Cannabis News
  Marijuana Group Not High on Patriot Act
Posted by CN Staff on June 02, 2006 at 21:36:07 PT
By Troy Hooper - Aspen Daily News Staff Writer 
Source: Aspen Daily News  

cannabis Colorado -- America's war on terror is leaving some criminal defense attorneys dazed and confused.

In an age when 11 states allow marijuana to be used for medicinal purposes -- a 12th state, New Jersey, is currently considering it -- and communities across the nation are softening penalties for possessing small amounts of the pungent green plant, conservative legislators are using the Patriot Act to crack down on drugs.

At a National Organization of the Reform of Marijuana Laws (NORML) legal seminar at The Gant in Aspen this week, Denver attorney Jeralyn Merritt warned defense lawyers from across the country that the Patriot Act is infringing on civil liberties and how its overly broad definitions could impact their clients.

"Once you give the government power, it's very hard to get it back," she said.

In North Carolina, a district attorney has used the state's "weapons of mass destruction" statute to charge a suspected crystal methamphetamine lab owner. The creative application of the statute allowed the prosecutor to threaten the alleged meth producer with a prison sentence of 12 years to life, as opposed to the substantially smaller sentences already on the books for drug dealing.

- Data items -
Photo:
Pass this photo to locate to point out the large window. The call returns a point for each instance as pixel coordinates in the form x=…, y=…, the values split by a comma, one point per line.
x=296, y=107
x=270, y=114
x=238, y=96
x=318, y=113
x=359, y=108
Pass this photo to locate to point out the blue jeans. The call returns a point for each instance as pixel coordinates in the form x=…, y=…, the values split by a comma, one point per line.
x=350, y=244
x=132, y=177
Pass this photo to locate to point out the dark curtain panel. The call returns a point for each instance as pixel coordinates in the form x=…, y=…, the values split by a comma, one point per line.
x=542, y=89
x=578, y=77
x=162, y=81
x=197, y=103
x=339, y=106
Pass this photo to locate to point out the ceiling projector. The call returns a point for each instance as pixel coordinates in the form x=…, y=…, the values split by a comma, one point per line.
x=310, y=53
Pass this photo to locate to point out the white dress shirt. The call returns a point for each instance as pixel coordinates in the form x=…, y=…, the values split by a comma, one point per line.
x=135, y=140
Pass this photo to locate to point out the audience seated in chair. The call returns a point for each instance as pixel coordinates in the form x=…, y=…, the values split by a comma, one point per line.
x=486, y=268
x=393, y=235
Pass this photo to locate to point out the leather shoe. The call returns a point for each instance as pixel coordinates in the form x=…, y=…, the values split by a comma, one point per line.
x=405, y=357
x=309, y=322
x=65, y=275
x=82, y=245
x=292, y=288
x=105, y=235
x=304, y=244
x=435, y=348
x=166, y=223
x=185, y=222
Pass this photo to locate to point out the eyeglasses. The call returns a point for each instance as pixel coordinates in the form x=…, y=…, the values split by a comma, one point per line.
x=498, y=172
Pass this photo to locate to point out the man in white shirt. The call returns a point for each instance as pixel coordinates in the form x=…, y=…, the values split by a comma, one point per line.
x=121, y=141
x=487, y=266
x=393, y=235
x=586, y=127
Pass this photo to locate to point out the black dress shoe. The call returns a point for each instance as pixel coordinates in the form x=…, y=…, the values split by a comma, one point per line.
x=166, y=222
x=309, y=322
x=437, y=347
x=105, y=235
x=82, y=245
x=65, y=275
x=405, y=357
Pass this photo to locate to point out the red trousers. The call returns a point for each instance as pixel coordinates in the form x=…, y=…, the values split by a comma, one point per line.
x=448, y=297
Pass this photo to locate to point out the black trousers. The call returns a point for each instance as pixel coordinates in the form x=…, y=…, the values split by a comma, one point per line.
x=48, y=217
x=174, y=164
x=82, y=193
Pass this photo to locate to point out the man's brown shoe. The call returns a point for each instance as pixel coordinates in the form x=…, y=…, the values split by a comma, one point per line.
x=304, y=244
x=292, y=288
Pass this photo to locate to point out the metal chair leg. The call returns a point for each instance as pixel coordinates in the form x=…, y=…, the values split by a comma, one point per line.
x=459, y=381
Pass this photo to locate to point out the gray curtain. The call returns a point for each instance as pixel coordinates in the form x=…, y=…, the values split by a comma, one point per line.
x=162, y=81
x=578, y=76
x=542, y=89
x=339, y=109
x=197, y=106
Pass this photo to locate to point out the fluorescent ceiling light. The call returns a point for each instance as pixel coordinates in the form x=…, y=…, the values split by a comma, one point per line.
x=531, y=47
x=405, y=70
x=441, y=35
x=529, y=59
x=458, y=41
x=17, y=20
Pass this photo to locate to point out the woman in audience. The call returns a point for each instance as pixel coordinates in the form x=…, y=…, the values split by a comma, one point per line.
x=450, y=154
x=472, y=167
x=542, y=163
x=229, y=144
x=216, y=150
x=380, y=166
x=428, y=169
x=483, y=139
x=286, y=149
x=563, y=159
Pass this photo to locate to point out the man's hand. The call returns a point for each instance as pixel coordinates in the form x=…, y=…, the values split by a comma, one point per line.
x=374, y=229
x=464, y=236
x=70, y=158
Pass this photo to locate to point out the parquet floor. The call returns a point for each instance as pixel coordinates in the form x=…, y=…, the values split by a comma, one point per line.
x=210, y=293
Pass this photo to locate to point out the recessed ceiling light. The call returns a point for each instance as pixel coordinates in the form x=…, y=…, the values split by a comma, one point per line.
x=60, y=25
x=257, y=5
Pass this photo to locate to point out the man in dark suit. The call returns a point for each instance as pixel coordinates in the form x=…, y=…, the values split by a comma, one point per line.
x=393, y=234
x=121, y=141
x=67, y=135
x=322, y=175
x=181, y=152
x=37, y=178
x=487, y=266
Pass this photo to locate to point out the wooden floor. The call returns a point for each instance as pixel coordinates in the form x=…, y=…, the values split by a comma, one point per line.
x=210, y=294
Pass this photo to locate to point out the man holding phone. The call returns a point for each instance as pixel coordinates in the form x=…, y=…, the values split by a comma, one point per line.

- WORK INSTRUCTIONS -
a – In the article about the Patriot Act and drug prosecutions, which statute did a North Carolina district attorney use to charge a suspected crystal methamphetamine lab owner?
b – Carry on the article about the Patriot Act and drug prosecutions, picking up after its last sentence.

- RESULTS BY TASK -
a – The state's "weapons of mass destruction" statute.

b –
In neighboring Georgia, dozens of Indian convenience-store clerks and managers have been prosecuted for selling cold medicine and other legal products that are commonly used to make meth, even though many of the defendants spoke limited English and apparently did not understand the medicine can produce drugs.

Up in Washington, federal officials enacted a Patriot Act provision to investigate a marijuana-smuggling operation that allegedly used a secret tunnel to transport pot into the United States from marijuana-friendly British Columbia. Authorities obtained a "sneak and peak" warrant that allows them to enter and bug locations without informing suspects a search warrant has been issued. Civil libertarians decry "sneak and peak" warrants, which Merritt said have increased by about 75 percent in this new century, as an affront to the Fourth Amendment.

"We have to protect people from a government that in its effort to do right, quite often does wrong," said Cal Williams, a criminal defense lawyer who traveled to Aspen from Colby, Kansas, to attend the NORML seminar.

U.S. Rep. F. James Sensenbrenner Jr. (R-Wisconsin), who Merritt calls "the most dangerous man in Congress," has introduced a bill called "Defending America's Most Vulnerable: Drug Treatment and Child Protection Act" that, if passed, could put offenders behind bars for five years if they pass a marijuana joint to a person who has previously been in treatment, lock up parents for at least three years if they witness or learn about drug-trafficking activities targeting children, and put persons away for two years if they don't report drug sales at universities and colleges, according to Merritt.

"Oh my gosh! Oh my gosh! That's terrible," a lawyer in attendance remarked.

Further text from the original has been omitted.